Passage for review:

SBI PO Mains 2017: English Quiz based on New Pattern – 1



Hello and welcome to exampundit. Here is a set of English Quiz for SBI PO Mains 2017 based on the new pattern and the difficulty is moderate.

In each question
below, two parts of sentence are given with two blank spaces between them.
Choose from the options given, which can fill up the blanks in proper sequence
to makes the sentences meaningfully complete.
1. Mars has been
much possessed by death. ______. H.G. Wells, in “The War of the Worlds”,
imagined Martian invaders bringing death to Earth; in “The Martian Chronicles”
Ray Bradbury pictured humans living among Martian ghosts seeing Earth destroyed
in a nuclear spasm. ______.  Perhaps that
is why the dream of taking new life to Mars is such a stirring one. Elon Musk,
an entrepreneur, has built a rocket company, SpaceX, from scratch in order to
make his dream come true.

What you are asked to do:
Rewrite the English quiz passage starting at "In each question" and ending at "dream come true.", swapping "entrepreneur" for "industrialist".

Information supplied:

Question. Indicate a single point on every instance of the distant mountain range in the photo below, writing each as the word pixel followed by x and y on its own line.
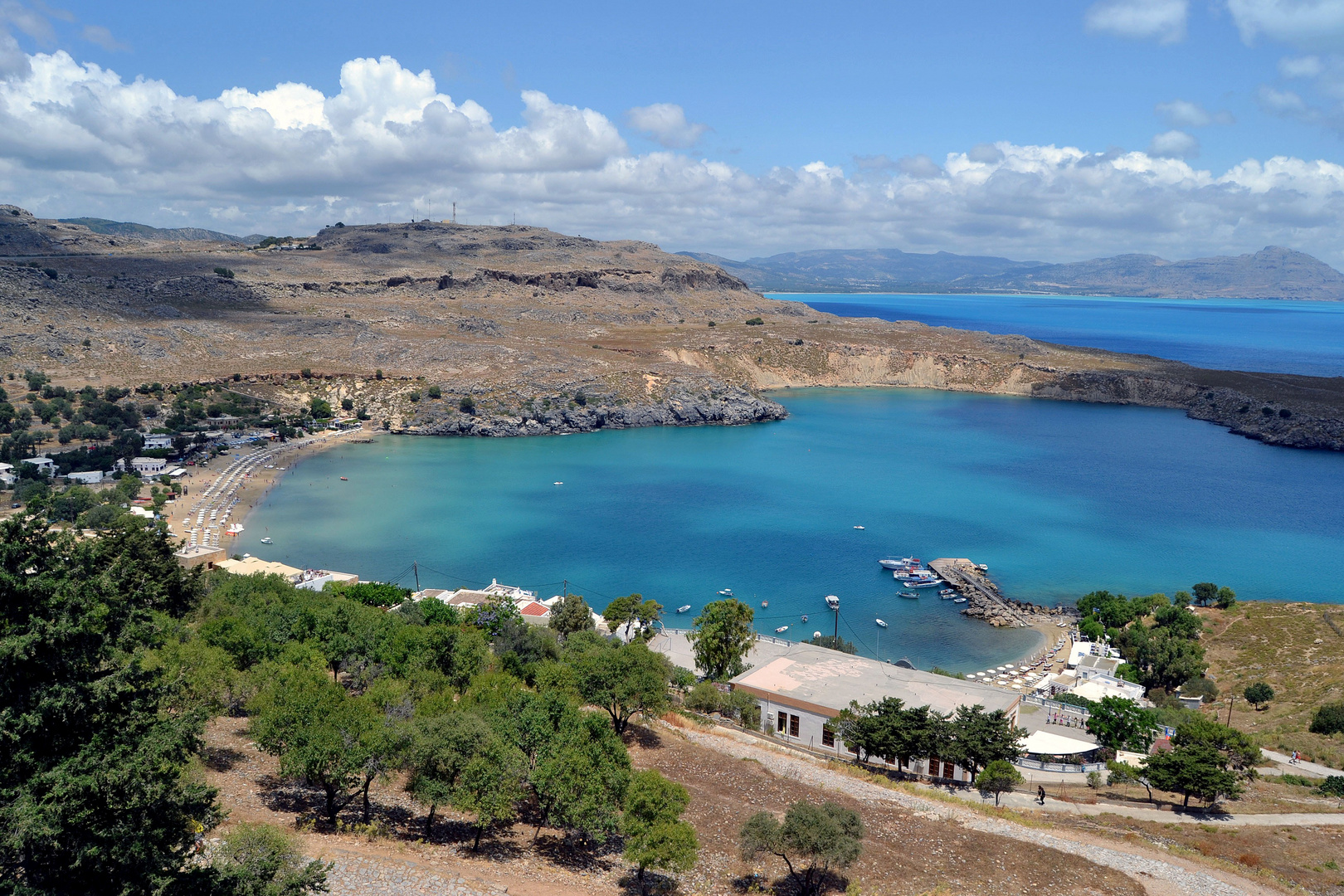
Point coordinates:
pixel 1270 273
pixel 145 231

Result:
In each question
below, two parts of sentence are given with two blank spaces between them.
Choose from the options given, which can fill up the blanks in proper sequence
to makes the sentences meaningfully complete.
1. Mars has been
much possessed by death. ______. H.G. Wells, in “The War of the Worlds”,
imagined Martian invaders bringing death to Earth; in “The Martian Chronicles”
Ray Bradbury pictured humans living among Martian ghosts seeing Earth destroyed
in a nuclear spasm. ______.  Perhaps that
is why the dream of taking new life to Mars is such a stirring one. Elon Musk,
an industrialist, has built a rocket company, SpaceX, from scratch in order to
make his dream come true.